### What is expected
Output the records exactly, every one of them.
(Data shown Opens)
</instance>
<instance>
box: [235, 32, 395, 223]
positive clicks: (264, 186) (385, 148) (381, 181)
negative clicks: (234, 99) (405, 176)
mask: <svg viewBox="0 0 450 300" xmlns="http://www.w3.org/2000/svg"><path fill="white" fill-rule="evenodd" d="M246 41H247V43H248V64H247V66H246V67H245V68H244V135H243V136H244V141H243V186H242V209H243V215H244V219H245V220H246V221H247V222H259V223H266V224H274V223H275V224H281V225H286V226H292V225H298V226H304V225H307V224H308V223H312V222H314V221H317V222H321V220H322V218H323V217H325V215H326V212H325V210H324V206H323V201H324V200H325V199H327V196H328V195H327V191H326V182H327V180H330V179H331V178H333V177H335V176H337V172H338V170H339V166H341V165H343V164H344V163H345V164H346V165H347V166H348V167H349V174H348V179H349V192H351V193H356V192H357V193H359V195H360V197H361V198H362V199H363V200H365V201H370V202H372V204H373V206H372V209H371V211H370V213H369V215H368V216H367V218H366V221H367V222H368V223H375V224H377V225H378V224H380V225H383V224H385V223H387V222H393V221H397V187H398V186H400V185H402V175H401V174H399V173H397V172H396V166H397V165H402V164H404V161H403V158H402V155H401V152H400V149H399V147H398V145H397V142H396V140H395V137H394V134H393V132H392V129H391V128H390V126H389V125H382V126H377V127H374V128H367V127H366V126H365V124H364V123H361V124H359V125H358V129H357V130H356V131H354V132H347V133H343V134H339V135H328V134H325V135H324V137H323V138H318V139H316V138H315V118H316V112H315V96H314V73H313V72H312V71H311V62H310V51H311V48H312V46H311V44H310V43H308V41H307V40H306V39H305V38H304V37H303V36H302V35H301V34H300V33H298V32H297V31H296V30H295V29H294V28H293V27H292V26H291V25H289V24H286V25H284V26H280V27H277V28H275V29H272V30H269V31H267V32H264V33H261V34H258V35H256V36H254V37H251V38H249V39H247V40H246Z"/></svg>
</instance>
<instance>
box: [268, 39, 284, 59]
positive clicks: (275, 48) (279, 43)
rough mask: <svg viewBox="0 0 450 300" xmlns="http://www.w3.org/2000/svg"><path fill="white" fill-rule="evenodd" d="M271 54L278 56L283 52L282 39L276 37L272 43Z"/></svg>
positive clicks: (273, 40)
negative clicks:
(Data shown Closes)
### Exercise output
</instance>
<instance>
box: [235, 32, 395, 223]
positive clicks: (264, 186) (385, 148) (381, 181)
negative clicks: (234, 99) (405, 176)
mask: <svg viewBox="0 0 450 300" xmlns="http://www.w3.org/2000/svg"><path fill="white" fill-rule="evenodd" d="M246 41H247V43H248V64H247V66H246V67H245V68H244V135H243V136H244V141H243V186H242V209H243V215H244V219H245V220H246V221H247V222H259V223H266V224H274V223H275V224H281V225H286V226H292V225H298V226H304V225H307V224H308V223H312V222H314V221H317V222H321V220H322V218H323V217H325V215H326V212H325V210H324V206H323V201H324V200H325V199H327V196H328V195H327V191H326V182H327V180H330V179H331V178H333V177H335V176H337V172H338V170H339V166H341V165H343V164H344V163H345V164H346V165H347V166H348V167H349V174H348V179H349V192H351V193H356V192H357V193H359V195H360V197H361V198H362V199H363V200H365V201H370V202H372V204H373V206H372V209H371V211H370V213H369V215H368V216H367V218H366V221H367V222H368V223H375V224H377V225H378V224H380V225H383V224H385V223H387V222H393V221H397V187H398V186H400V185H402V175H401V174H399V173H397V172H396V166H397V165H402V164H404V161H403V158H402V155H401V152H400V149H399V147H398V145H397V142H396V140H395V137H394V134H393V132H392V129H391V128H390V126H389V125H382V126H377V127H374V128H367V127H366V126H365V124H364V123H361V124H359V125H358V129H357V130H356V131H354V132H347V133H343V134H339V135H328V134H325V135H324V137H323V138H318V139H316V138H315V118H316V112H315V96H314V73H313V72H312V71H311V62H310V51H311V48H312V46H311V44H310V43H308V41H307V40H306V39H305V38H304V37H303V36H302V35H301V34H300V33H298V32H297V31H296V30H295V29H294V28H293V27H292V26H291V25H289V24H286V25H284V26H280V27H277V28H275V29H272V30H269V31H267V32H264V33H261V34H258V35H256V36H254V37H251V38H249V39H247V40H246Z"/></svg>
</instance>
<instance>
box: [268, 39, 284, 59]
positive clicks: (275, 48) (279, 43)
rough mask: <svg viewBox="0 0 450 300" xmlns="http://www.w3.org/2000/svg"><path fill="white" fill-rule="evenodd" d="M271 54L278 56L283 52L282 39L276 37L272 43Z"/></svg>
positive clicks: (273, 40)
negative clicks:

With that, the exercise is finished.